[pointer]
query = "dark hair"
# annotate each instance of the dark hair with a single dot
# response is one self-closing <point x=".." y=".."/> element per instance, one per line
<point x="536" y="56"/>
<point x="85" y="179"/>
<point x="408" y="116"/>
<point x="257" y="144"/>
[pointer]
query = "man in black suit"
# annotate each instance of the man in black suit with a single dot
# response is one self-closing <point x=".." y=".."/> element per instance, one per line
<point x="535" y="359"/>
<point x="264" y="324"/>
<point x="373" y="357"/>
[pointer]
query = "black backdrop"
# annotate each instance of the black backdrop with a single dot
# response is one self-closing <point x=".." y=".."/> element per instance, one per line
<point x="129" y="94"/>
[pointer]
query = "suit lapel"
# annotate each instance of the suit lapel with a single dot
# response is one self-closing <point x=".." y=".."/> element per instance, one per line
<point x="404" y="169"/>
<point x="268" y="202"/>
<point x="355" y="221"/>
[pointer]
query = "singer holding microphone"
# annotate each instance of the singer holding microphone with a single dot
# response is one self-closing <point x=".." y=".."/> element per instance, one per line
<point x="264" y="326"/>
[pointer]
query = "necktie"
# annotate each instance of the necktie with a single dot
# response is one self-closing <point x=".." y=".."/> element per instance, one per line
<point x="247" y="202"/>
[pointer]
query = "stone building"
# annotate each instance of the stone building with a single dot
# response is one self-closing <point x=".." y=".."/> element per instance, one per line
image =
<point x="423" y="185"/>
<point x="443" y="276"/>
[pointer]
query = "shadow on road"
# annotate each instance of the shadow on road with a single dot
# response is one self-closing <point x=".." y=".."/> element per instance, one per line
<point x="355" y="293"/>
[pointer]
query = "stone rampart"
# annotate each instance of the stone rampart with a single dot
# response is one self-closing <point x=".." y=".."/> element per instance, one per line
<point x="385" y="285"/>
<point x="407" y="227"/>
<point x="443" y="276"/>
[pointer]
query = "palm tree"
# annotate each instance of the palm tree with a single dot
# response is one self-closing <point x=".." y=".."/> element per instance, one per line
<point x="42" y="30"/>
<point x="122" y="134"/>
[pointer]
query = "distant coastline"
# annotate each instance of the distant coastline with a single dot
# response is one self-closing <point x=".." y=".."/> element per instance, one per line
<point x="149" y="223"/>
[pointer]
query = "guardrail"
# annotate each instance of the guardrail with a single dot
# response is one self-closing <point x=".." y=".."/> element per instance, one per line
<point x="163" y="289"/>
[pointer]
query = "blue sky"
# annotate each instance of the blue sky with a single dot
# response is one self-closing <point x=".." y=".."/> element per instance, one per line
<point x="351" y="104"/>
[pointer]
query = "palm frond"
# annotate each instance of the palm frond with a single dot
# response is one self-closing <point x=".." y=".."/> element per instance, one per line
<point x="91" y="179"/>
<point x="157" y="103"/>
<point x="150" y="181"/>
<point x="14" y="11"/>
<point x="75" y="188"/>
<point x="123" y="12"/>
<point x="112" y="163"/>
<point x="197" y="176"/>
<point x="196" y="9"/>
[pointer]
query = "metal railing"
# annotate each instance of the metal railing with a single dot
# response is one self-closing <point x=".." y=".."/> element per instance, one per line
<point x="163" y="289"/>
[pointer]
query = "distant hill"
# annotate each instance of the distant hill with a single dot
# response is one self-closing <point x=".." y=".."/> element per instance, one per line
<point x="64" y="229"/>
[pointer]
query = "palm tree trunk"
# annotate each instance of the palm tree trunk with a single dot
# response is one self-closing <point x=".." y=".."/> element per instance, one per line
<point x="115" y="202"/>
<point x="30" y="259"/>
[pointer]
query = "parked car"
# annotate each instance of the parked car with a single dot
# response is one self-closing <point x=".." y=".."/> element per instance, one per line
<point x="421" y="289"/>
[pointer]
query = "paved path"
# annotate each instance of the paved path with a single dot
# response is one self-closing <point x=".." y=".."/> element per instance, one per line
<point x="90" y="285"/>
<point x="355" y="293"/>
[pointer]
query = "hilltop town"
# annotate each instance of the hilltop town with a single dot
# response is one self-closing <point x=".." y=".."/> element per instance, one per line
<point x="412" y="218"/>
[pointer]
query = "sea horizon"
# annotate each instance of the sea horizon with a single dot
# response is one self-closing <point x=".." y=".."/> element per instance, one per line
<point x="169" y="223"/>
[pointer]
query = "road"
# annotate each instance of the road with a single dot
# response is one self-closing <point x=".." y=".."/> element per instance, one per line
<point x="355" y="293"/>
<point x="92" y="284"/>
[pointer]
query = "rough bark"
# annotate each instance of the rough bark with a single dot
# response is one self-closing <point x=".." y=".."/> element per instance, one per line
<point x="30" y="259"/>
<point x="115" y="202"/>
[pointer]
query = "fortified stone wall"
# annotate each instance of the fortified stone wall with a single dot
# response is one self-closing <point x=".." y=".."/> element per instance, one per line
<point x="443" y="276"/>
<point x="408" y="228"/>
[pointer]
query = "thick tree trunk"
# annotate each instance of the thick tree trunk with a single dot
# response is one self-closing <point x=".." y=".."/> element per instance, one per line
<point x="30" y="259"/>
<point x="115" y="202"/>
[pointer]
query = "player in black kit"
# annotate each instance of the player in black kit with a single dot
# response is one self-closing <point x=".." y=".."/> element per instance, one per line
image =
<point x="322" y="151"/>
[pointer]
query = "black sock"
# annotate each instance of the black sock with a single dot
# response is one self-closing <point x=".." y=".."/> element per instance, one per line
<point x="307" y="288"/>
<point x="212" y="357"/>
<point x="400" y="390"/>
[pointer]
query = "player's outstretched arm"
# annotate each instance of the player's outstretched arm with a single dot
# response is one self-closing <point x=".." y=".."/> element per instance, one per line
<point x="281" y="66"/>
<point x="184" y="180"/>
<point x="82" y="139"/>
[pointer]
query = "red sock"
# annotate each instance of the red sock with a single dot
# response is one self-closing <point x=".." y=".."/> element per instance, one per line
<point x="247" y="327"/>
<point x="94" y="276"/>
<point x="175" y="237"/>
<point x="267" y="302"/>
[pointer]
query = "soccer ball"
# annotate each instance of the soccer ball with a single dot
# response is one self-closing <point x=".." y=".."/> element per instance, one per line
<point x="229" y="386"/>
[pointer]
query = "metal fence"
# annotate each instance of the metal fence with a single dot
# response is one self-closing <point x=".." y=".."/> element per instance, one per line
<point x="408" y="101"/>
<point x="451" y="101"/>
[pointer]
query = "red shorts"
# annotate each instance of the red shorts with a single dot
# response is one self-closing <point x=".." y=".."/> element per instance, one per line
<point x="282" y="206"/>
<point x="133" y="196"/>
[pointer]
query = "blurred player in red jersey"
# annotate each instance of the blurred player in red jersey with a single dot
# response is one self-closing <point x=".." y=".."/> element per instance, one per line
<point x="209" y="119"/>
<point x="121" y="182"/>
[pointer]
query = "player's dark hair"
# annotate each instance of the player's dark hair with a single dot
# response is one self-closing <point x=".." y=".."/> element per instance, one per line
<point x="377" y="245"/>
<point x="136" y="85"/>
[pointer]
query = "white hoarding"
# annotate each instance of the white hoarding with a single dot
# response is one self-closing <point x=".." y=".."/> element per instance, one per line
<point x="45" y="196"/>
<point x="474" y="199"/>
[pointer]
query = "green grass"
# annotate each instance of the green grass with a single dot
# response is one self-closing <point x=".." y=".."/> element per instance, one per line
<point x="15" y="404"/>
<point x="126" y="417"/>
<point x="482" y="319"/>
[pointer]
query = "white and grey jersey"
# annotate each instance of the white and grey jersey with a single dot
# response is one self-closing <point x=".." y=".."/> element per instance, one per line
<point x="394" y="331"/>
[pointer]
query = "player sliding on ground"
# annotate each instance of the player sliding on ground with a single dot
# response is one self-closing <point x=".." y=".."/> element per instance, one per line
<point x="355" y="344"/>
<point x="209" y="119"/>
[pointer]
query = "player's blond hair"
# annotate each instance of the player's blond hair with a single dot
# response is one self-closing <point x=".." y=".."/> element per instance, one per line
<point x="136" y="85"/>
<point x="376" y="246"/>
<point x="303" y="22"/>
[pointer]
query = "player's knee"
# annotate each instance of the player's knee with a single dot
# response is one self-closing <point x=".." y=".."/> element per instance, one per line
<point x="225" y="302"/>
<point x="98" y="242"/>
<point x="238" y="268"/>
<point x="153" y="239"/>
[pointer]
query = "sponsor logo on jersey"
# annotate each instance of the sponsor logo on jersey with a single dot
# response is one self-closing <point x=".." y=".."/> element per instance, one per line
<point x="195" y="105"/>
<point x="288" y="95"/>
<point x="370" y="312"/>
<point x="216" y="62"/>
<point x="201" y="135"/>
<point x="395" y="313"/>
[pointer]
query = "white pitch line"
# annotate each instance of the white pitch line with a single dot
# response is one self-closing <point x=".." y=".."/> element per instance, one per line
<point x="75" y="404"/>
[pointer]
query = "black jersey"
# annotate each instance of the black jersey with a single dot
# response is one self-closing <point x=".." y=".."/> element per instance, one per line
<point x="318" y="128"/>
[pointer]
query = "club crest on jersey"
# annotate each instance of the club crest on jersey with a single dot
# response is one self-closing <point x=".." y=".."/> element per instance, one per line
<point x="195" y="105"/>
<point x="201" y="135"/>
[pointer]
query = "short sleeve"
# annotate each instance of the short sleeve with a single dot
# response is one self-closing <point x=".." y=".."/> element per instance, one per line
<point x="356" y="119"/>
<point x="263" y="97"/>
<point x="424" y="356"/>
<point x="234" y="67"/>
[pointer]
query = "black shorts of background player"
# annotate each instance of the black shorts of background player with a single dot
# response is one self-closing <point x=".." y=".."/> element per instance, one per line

*Instructions to follow:*
List every line in the material above that contains the word "building", copying each line in full.

*Written solution:*
query = "stone building"
# annotate each instance of the stone building with a single dot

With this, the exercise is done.